- [WRITTEN PROBLEM] Convert each line of the material into a JSON list of strings, one string per line, leaving out blank lines.

- [RECORDS SHOWN]
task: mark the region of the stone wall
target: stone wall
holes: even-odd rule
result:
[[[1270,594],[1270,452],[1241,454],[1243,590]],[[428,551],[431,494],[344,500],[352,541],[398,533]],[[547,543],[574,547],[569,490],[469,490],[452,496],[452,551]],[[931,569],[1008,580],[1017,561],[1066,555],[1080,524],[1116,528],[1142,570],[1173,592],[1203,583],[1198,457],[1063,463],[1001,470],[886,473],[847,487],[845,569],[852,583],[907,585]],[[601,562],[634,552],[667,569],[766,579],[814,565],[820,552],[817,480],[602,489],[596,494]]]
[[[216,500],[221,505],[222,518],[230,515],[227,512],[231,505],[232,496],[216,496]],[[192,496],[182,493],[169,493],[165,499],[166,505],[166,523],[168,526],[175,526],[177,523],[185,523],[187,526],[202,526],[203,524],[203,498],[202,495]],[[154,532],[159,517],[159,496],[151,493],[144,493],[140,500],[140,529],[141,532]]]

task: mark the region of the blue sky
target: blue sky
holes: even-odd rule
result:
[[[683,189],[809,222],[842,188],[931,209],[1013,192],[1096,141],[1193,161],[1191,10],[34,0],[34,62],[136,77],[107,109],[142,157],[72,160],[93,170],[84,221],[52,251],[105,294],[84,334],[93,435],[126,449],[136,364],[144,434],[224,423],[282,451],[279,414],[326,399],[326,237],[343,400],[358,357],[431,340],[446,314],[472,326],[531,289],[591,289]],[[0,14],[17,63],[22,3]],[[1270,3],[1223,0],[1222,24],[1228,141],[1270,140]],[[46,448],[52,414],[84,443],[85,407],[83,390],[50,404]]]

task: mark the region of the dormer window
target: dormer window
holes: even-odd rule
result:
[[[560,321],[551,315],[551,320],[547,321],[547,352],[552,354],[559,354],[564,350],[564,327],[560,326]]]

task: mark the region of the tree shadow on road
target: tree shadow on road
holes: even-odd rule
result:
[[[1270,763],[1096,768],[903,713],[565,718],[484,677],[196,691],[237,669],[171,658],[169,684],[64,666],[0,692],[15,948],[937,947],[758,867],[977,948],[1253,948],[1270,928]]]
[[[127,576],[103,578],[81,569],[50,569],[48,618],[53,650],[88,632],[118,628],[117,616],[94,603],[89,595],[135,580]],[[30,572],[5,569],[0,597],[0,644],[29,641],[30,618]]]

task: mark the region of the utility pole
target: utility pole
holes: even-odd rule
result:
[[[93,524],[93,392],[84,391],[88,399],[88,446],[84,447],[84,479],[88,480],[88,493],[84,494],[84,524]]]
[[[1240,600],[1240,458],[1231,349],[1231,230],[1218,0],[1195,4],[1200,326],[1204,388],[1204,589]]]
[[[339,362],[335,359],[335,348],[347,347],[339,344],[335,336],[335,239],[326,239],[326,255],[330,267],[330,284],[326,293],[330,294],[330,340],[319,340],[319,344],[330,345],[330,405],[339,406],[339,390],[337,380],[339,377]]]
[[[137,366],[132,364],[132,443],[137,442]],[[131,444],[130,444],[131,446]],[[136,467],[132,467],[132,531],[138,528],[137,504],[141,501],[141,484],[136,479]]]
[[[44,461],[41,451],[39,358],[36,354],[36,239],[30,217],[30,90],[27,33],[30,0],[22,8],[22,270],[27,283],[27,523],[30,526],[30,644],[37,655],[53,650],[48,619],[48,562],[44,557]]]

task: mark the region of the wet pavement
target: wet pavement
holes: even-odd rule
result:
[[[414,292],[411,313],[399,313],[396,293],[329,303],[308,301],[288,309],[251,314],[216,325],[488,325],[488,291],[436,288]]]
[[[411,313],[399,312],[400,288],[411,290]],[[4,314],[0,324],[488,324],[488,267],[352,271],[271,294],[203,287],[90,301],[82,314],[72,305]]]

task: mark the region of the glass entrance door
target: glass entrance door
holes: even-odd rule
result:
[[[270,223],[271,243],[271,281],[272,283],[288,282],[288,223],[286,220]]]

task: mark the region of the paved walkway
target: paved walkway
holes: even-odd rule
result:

- [RESPONSE TO THE TASK]
[
  "task: mark the region of the stone wall",
  "target: stone wall",
  "holes: even-odd rule",
  "result:",
  "[[[1270,594],[1270,452],[1241,454],[1243,590]],[[428,551],[431,494],[344,500],[352,541],[398,533]],[[547,543],[574,547],[569,490],[469,490],[452,496],[452,551]],[[931,569],[1008,580],[1017,561],[1066,555],[1080,524],[1116,528],[1142,570],[1173,592],[1203,583],[1198,457],[1063,463],[1001,470],[886,473],[847,487],[845,569],[852,583],[907,585]],[[601,562],[634,552],[667,569],[766,579],[814,565],[820,552],[817,480],[602,489],[596,494]]]",
  "[[[216,500],[221,505],[222,518],[230,515],[227,512],[231,505],[232,496],[216,496]],[[192,496],[182,493],[169,493],[165,499],[166,505],[166,523],[168,526],[175,526],[177,523],[185,523],[187,526],[202,526],[203,524],[203,498],[202,495]],[[154,532],[159,517],[159,496],[151,493],[144,493],[140,500],[140,529],[141,532]]]",
  "task: mark the region of the blue sky",
  "target: blue sky",
  "holes: even-odd rule",
  "result:",
  "[[[683,189],[809,222],[842,188],[931,209],[1013,192],[1096,141],[1193,161],[1191,10],[34,0],[34,62],[136,77],[107,109],[142,157],[72,160],[93,170],[84,221],[52,251],[105,294],[84,334],[93,435],[126,449],[136,364],[144,434],[224,423],[282,451],[279,414],[326,399],[326,237],[343,400],[358,357],[431,340],[446,314],[472,326],[531,289],[591,289]],[[0,14],[17,63],[22,3]],[[1270,3],[1223,0],[1222,24],[1228,141],[1270,140]],[[46,448],[52,414],[84,443],[85,407],[83,390],[50,404]]]",
  "task: mark the region of the dormer window",
  "target: dormer window",
  "holes: even-odd rule",
  "result:",
  "[[[560,321],[551,315],[551,320],[547,321],[547,352],[552,354],[559,354],[564,350],[564,327],[560,326]]]",
  "task: mark the region of the tree shadow on road",
  "target: tree shadow on road",
  "holes: even-odd rule",
  "result:",
  "[[[1270,763],[1096,768],[903,713],[565,718],[484,677],[196,691],[237,669],[171,658],[169,684],[64,666],[0,692],[15,948],[937,947],[758,867],[977,948],[1253,948],[1270,928]]]",
  "[[[127,576],[103,578],[81,569],[50,569],[48,618],[53,650],[88,632],[118,628],[117,616],[94,603],[89,595],[135,580]],[[30,572],[5,569],[0,597],[0,644],[29,641],[30,618]]]",
  "task: mark the region of the utility pole",
  "target: utility pole",
  "holes: even-odd rule",
  "result:",
  "[[[93,524],[93,392],[84,391],[88,399],[88,446],[84,447],[84,479],[88,480],[88,493],[84,494],[84,524]]]",
  "[[[1240,600],[1240,458],[1231,349],[1231,230],[1218,0],[1195,4],[1200,326],[1204,388],[1204,589]]]",
  "[[[339,362],[335,359],[335,348],[347,347],[339,344],[335,336],[335,239],[326,239],[326,255],[330,267],[330,284],[326,293],[330,294],[330,340],[319,340],[319,344],[330,345],[330,405],[339,406],[339,390],[337,380],[339,377]]]",
  "[[[137,366],[132,364],[132,443],[137,442]],[[131,444],[130,444],[131,446]],[[136,467],[132,467],[132,531],[138,528],[137,504],[141,501],[141,484],[136,479]]]",
  "[[[44,461],[41,451],[39,358],[36,354],[36,239],[30,217],[30,90],[27,33],[30,0],[22,8],[22,270],[27,283],[27,523],[30,526],[30,644],[37,655],[53,650],[48,619],[48,562],[44,557]]]",
  "task: mark the region of the wet pavement",
  "target: wet pavement",
  "holes: even-odd rule",
  "result:",
  "[[[414,292],[411,313],[399,313],[396,293],[329,303],[308,301],[288,309],[251,314],[216,325],[488,325],[488,291],[436,288]]]",
  "[[[411,313],[399,312],[400,288],[411,290]],[[4,314],[0,324],[488,324],[488,267],[352,271],[271,294],[203,287],[90,301],[82,314],[72,305]]]",
  "task: mark the region of the glass entrance door",
  "target: glass entrance door",
  "holes: even-odd rule",
  "result:",
  "[[[270,223],[271,243],[271,281],[272,283],[288,282],[288,223],[286,220]]]",
  "task: mark the region of the paved walkway",
  "target: paved walkway",
  "holes: even-odd rule",
  "result:"
]